Study text:
:::::

The Nancy Brown Peace Carillon is a bell tower containing an electronic carillon on Detroit's Belle Isle. It is dedicated to peace and named after Nancy Brown, the pseudonym of The Detroit News columnist Mrs. J. E. Leslie (born Annie Louise Brown). Brown began writing for the newspaper in 1919, held her first religious "Sunrise Service" (drawing approximately 50,000 people) on Belle Isle in 1934, and began a campaign to raise money to build a peace carillon on the island in 1936. Brown herself broke the ground for the carillon on October 30, 1939, and its cornerstone was laid on December 13 of that year. A notable backer of the project was John C. Lodge, a former mayor of Detroit and a member of the Detroit Common Council.

:::::

Data extracts:
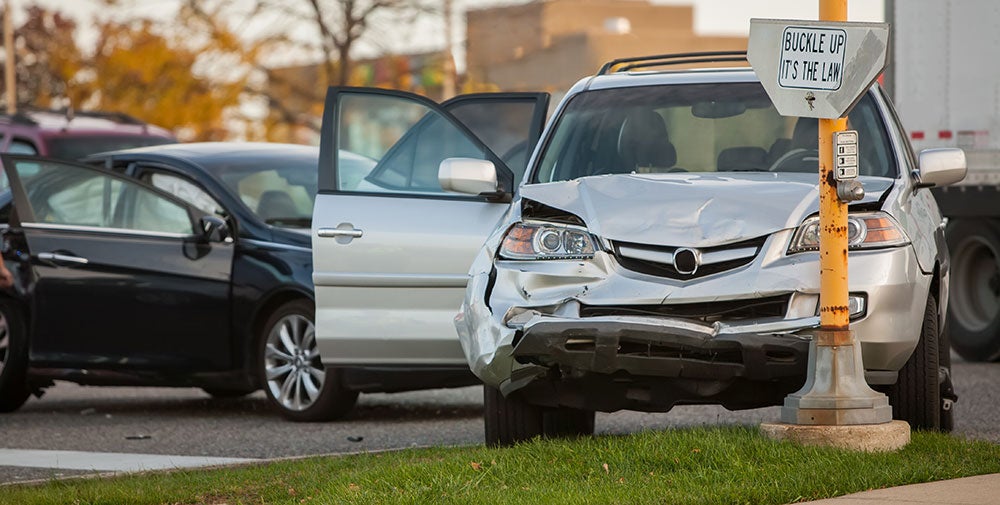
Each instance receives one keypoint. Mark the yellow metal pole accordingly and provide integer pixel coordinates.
(833, 291)
(8, 39)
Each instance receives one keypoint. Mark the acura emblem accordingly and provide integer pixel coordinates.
(686, 260)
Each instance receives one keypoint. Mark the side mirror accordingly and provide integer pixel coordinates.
(941, 167)
(214, 229)
(468, 175)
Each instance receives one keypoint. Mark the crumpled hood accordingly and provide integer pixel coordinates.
(694, 210)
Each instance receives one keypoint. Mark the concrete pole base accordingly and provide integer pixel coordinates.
(835, 392)
(884, 437)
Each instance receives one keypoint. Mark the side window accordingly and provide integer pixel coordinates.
(151, 212)
(72, 195)
(21, 146)
(186, 190)
(405, 139)
(505, 127)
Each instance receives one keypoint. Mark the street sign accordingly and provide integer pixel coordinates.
(812, 58)
(816, 69)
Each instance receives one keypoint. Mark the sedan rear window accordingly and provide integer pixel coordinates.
(725, 127)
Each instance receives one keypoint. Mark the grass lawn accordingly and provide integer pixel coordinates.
(689, 466)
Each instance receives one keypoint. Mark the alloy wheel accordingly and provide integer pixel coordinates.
(292, 366)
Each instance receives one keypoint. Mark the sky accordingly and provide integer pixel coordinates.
(711, 17)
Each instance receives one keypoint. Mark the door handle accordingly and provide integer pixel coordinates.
(57, 258)
(338, 232)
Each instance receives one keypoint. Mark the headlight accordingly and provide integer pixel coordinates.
(546, 241)
(865, 230)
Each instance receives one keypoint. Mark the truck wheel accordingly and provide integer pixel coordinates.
(916, 396)
(13, 358)
(568, 422)
(509, 420)
(974, 308)
(293, 376)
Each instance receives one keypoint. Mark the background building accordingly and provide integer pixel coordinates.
(550, 44)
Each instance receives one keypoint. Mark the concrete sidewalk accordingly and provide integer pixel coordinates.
(979, 490)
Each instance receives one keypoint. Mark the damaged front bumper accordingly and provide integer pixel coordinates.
(590, 334)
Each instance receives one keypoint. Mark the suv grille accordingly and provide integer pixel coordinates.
(686, 263)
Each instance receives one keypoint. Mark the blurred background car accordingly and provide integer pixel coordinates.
(70, 135)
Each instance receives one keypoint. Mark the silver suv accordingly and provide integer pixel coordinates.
(662, 250)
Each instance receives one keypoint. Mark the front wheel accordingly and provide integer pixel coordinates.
(509, 420)
(294, 378)
(916, 396)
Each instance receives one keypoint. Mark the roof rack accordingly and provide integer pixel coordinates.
(23, 115)
(659, 60)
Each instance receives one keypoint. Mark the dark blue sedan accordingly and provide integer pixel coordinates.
(177, 265)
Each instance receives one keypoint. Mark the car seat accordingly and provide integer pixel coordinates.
(742, 158)
(643, 142)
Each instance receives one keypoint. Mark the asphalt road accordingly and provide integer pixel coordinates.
(188, 422)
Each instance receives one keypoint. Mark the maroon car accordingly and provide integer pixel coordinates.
(71, 135)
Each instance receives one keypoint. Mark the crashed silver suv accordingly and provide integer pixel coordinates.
(662, 250)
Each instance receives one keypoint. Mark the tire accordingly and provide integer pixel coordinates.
(916, 396)
(227, 392)
(14, 389)
(974, 307)
(294, 379)
(567, 422)
(509, 420)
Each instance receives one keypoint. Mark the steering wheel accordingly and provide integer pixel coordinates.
(797, 160)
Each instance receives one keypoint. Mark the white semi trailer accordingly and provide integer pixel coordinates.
(944, 77)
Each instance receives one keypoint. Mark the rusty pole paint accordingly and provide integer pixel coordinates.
(833, 292)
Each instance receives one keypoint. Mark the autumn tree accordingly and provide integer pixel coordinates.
(323, 31)
(46, 59)
(155, 77)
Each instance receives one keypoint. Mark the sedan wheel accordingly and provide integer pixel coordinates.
(13, 359)
(294, 378)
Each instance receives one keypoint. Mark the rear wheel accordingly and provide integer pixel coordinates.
(13, 358)
(293, 376)
(916, 396)
(974, 308)
(510, 419)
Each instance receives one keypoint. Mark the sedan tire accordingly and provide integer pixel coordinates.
(294, 378)
(14, 389)
(916, 396)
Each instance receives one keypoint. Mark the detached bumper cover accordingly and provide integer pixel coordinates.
(660, 347)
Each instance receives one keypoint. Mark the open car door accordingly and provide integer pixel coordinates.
(391, 248)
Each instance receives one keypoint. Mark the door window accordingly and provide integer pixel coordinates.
(64, 194)
(185, 190)
(505, 125)
(407, 140)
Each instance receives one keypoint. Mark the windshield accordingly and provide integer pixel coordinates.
(76, 147)
(724, 127)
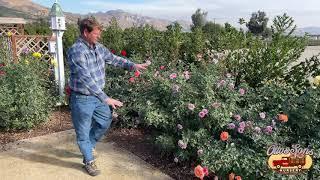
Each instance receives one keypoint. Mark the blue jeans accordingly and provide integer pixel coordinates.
(91, 118)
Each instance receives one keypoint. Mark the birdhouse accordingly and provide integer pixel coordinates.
(57, 21)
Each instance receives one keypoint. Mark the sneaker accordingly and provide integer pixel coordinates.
(94, 153)
(92, 168)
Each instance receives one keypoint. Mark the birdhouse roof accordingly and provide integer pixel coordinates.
(56, 10)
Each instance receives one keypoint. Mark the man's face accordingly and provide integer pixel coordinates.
(93, 36)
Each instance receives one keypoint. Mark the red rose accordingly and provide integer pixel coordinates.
(137, 74)
(131, 80)
(123, 53)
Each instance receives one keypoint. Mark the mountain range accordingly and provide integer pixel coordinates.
(32, 11)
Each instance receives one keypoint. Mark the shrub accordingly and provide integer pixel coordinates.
(24, 94)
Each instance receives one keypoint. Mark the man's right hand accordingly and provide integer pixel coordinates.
(114, 103)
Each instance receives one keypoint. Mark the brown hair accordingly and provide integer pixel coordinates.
(88, 23)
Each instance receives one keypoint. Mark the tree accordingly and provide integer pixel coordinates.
(258, 23)
(198, 19)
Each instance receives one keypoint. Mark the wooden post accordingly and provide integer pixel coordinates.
(14, 49)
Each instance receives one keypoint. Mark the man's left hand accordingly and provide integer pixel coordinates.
(141, 66)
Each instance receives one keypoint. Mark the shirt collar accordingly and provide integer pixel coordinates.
(86, 43)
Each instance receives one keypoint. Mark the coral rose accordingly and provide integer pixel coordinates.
(224, 136)
(198, 171)
(283, 117)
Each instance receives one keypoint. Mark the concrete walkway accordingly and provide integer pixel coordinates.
(56, 157)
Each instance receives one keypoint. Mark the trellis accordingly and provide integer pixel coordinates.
(30, 43)
(14, 43)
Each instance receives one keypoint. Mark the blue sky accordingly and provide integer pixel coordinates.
(305, 13)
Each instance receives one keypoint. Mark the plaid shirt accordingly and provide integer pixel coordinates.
(87, 67)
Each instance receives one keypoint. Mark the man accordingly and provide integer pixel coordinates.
(90, 112)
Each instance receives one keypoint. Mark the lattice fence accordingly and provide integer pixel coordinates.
(6, 49)
(30, 43)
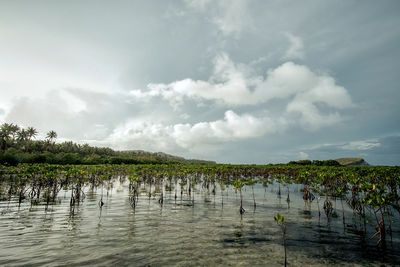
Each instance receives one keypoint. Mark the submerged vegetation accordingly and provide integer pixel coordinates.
(373, 190)
(27, 177)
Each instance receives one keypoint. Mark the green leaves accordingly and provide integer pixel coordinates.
(238, 184)
(279, 219)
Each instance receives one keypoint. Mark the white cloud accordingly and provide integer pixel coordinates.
(231, 17)
(361, 145)
(233, 85)
(303, 155)
(160, 137)
(296, 48)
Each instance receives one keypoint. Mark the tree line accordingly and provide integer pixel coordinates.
(19, 145)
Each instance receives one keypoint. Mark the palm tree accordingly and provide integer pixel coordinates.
(51, 136)
(14, 129)
(32, 132)
(8, 134)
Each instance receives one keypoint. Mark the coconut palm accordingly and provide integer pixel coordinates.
(32, 132)
(51, 136)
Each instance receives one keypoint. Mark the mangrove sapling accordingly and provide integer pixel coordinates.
(280, 220)
(252, 182)
(238, 184)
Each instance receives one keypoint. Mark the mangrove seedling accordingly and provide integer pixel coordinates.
(238, 184)
(280, 220)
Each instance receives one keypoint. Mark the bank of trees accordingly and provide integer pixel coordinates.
(20, 145)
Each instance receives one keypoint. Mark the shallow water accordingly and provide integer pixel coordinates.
(184, 232)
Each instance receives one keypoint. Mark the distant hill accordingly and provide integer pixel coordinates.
(352, 162)
(160, 156)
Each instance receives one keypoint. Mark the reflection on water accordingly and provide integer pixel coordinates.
(203, 228)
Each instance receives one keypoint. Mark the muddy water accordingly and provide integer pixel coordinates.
(195, 230)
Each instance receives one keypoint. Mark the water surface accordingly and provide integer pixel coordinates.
(191, 230)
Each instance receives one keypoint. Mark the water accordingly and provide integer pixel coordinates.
(181, 233)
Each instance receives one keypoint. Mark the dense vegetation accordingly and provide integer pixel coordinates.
(17, 145)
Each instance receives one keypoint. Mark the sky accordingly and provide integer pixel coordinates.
(231, 81)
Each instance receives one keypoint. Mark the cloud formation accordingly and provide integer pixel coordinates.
(157, 136)
(234, 85)
(296, 48)
(231, 17)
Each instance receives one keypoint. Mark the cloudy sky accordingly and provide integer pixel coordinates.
(232, 81)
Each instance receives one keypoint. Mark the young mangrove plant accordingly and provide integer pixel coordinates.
(280, 220)
(238, 184)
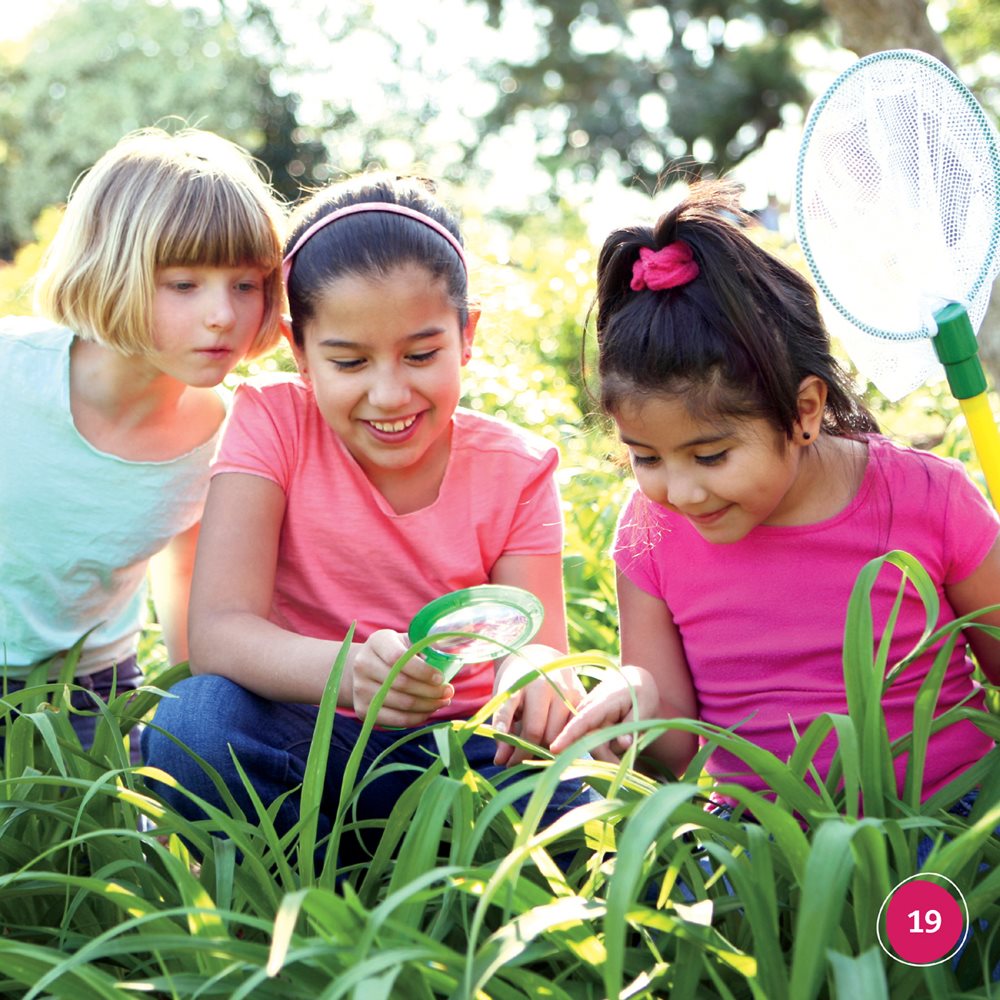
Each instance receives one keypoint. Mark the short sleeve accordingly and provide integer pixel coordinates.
(971, 527)
(259, 435)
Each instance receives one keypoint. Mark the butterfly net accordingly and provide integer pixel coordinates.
(896, 198)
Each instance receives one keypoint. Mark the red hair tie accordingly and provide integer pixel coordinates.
(668, 267)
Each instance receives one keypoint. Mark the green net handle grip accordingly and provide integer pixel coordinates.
(956, 348)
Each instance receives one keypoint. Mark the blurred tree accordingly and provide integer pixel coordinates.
(867, 26)
(97, 69)
(644, 85)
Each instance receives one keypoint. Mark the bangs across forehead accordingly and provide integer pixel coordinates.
(212, 224)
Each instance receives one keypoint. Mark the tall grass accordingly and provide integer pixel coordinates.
(640, 894)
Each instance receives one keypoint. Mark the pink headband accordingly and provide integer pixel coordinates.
(371, 206)
(669, 267)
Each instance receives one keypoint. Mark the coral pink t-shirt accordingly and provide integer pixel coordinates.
(345, 556)
(762, 619)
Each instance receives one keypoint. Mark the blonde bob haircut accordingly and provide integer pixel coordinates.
(156, 199)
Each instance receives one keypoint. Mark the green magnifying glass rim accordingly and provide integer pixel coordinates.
(517, 600)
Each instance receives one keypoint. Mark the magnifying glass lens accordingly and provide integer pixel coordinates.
(495, 622)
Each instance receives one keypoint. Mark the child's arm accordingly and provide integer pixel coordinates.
(979, 590)
(231, 596)
(536, 712)
(170, 576)
(655, 674)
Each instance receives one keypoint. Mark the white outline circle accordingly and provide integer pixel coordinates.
(963, 937)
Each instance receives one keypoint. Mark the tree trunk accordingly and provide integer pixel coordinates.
(868, 26)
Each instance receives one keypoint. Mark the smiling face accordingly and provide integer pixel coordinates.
(725, 476)
(384, 358)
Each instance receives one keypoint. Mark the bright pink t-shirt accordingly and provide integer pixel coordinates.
(762, 619)
(344, 555)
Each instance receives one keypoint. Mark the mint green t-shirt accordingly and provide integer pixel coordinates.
(77, 526)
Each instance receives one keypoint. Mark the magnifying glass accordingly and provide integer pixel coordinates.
(493, 620)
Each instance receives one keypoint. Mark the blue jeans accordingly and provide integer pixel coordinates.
(272, 739)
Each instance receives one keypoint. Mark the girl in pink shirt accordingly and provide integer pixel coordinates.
(355, 493)
(764, 487)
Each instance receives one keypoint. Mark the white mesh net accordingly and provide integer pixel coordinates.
(896, 197)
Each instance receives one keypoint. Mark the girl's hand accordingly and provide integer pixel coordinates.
(417, 692)
(630, 693)
(535, 713)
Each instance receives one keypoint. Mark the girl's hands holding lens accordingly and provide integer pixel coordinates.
(417, 692)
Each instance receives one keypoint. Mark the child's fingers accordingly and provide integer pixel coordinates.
(590, 717)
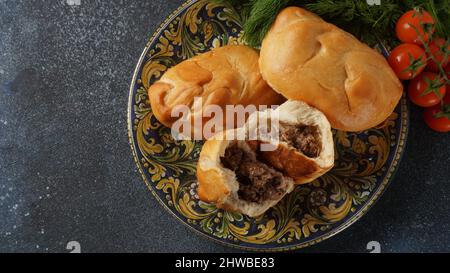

:::::

Task 1:
According to the carillon text, on what date did Brown break the ground for the carillon?
Task 2:
Copy the carillon text word for word, starting with "The Nancy Brown" and going on through "Detroit Common Council.".

Expected output 1:
October 30, 1939

Expected output 2:
The Nancy Brown Peace Carillon is a bell tower containing an electronic carillon on Detroit's Belle Isle. It is dedicated to peace and named after Nancy Brown, the pseudonym of The Detroit News columnist Mrs. J. E. Leslie (born Annie Louise Brown). Brown began writing for the newspaper in 1919, held her first religious "Sunrise Service" (drawing approximately 50,000 people) on Belle Isle in 1934, and began a campaign to raise money to build a peace carillon on the island in 1936. Brown herself broke the ground for the carillon on October 30, 1939, and its cornerstone was laid on December 13 of that year. A notable backer of the project was John C. Lodge, a former mayor of Detroit and a member of the Detroit Common Council.